— start LISTED RECORDS —

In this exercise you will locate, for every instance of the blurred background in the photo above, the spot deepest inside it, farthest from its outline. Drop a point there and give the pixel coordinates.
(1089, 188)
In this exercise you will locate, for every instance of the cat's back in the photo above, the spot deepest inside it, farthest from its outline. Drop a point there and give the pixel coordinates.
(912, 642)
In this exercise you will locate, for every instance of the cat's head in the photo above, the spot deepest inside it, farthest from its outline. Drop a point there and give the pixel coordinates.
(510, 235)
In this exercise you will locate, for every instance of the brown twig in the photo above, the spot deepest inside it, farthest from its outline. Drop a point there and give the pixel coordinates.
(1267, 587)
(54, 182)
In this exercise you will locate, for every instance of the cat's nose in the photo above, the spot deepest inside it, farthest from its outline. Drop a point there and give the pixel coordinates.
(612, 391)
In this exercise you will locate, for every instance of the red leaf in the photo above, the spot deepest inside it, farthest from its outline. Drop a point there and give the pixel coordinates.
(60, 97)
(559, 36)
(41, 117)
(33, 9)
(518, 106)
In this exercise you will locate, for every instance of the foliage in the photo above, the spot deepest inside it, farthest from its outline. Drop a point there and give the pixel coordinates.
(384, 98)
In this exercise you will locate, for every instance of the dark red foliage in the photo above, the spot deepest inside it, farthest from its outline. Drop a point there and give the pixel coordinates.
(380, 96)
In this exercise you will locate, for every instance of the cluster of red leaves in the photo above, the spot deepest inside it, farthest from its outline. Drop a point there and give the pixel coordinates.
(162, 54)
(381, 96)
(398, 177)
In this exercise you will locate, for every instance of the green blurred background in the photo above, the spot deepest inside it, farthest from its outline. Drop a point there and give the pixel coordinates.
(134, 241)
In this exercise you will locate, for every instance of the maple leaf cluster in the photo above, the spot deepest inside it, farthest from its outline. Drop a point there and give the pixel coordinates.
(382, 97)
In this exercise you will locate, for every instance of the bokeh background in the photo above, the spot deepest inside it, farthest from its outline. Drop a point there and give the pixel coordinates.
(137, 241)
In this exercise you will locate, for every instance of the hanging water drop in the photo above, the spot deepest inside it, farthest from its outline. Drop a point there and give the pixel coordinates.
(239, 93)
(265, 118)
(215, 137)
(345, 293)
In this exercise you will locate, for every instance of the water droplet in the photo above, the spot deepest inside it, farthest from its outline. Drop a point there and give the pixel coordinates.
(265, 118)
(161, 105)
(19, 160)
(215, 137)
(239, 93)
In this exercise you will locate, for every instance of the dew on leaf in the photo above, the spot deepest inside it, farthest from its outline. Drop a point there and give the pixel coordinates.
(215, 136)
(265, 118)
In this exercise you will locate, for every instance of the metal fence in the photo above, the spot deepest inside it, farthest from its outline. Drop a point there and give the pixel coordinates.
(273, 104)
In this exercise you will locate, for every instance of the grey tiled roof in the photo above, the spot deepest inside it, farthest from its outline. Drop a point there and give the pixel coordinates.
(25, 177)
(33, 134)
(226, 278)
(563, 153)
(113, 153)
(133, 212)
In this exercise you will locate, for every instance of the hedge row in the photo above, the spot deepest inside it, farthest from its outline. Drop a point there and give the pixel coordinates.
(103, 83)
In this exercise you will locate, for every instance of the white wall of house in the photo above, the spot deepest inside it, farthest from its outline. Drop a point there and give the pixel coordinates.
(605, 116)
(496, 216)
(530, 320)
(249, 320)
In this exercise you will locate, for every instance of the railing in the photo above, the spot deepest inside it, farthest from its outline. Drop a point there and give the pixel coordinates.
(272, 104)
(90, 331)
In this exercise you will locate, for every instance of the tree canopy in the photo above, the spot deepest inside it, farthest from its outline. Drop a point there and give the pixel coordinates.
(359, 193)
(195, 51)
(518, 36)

— end LISTED RECORDS —

* [EXERCISE DETAILS]:
Copy the listing above word for word, with every line in its original order.

* [SOLUTION TO THIS EXERCISE]:
In this exercise you will locate, for every instance of the blurred background in the photo above, the spot deepest inside it, farthest from its outline. Drop a point there and give the pixel coordinates.
(1089, 188)
In this exercise you will locate, for every instance of the cat's back in the photo above, the spot deepest inside it, farthest from its outline. Drop a point there and give the pixel coordinates.
(912, 642)
In this exercise you will locate, for every instance of the cat's head in the photo above, the spot deepest inside it, farthest from its outline. Drop a point there and give the pixel coordinates.
(510, 235)
In this exercise you will locate, for every instance of the brown twig in the photo above, the spot deepest inside it, farthest from its outline. Drop a point there and give the pixel coordinates.
(1267, 587)
(54, 182)
In this exercise you will locate, for every instance of the cat's nose in the photo above, the spot deepest inside it, farthest from its outline. Drop a point there and give the pixel coordinates.
(612, 391)
In this exercise you will locate, for every instance of the red leaf in the photo above, the spot deepest inside it, farthest from its outline. Drop a point there and give the pixel coordinates.
(60, 97)
(559, 36)
(41, 117)
(33, 9)
(518, 106)
In this exercise you will locate, for every instance of the foliage in the photo above, the spot deepest inside it, farthest from its outline. Drop a point there and give the pixel coordinates.
(384, 98)
In this exercise you will locate, for every instance of the dark red foliage in the photo above, the spot deepest inside it, farthest from its outline. Drop a point there and give the pixel coordinates.
(380, 96)
In this exercise you will locate, for every instance of the cluster of red leaves in the photo above, the spot deepest inside it, farthest from its outline. Drop a point there and give the pixel coordinates.
(162, 54)
(381, 96)
(398, 177)
In this exercise you will locate, for every instance of the green blurred background in the photo above, the spot deepest inside it, farthest from its outline. Drop a point there and give the pixel coordinates.
(134, 241)
In this exercise you will locate, for every instance of the maple leaf cluster in the photo above, the spot deepest inside it, farthest from its outline. Drop a point there and give the pixel coordinates.
(382, 97)
In this exercise you will locate, for every instance of the bokeh background in the photo above, the spot deepest inside it, farthest from its outline. Drop a point there and give the pixel coordinates.
(137, 241)
In this exercise you will locate, for every instance of the hanging water drop in the photo above, the spot deepest inside it, farthest from its outline. Drop a point there and give the pixel coordinates.
(239, 93)
(265, 118)
(215, 137)
(345, 293)
In this exercise you will locate, for every instance of the water droplet in the photo above, the spot deepest inside it, farthest from its outline. Drop a point there and give the pixel coordinates.
(265, 118)
(161, 105)
(19, 160)
(215, 137)
(239, 93)
In this exercise you will locate, for every instance of the dew on leaf in the photo above, the spot deepest inside it, farthest from its outline. Drop a point there and give the pixel coordinates.
(215, 136)
(265, 118)
In this exercise you will locate, for every instance of the metal fence in the photo above, the spot deepest inside it, farthest from its outline. Drop a point there and give the pixel coordinates.
(273, 104)
In this exercise you will locate, for every instance of the grey tiled roof in the photo above, the spot deepest inside it, farthest from its outline. Drop a point there and give the pixel coordinates.
(25, 177)
(33, 134)
(226, 278)
(563, 153)
(113, 153)
(133, 212)
In this exercise you will locate, for every instance of the hedge row in the photo above, the spot deepest inside it, farthest from its outline. Drop a point there and give the pixel coordinates.
(103, 83)
In this exercise you will locate, for every instance of the white wall of house in the photo above, the spot deepest inside it, farthest from its outline. Drop a point there and give the pixel coordinates.
(605, 116)
(496, 216)
(530, 320)
(249, 320)
In this exercise you will locate, for every instance of the railing in the photo above, the spot deepest inside it, farthest from its outline. Drop a point there and give the pixel coordinates.
(272, 104)
(90, 331)
In this exercise you will locate, for every instance of the tree canopy in the photo above, the spot deepest inside it, farthest from its outline. Drop a point there and give the pixel coordinates.
(359, 193)
(195, 51)
(518, 36)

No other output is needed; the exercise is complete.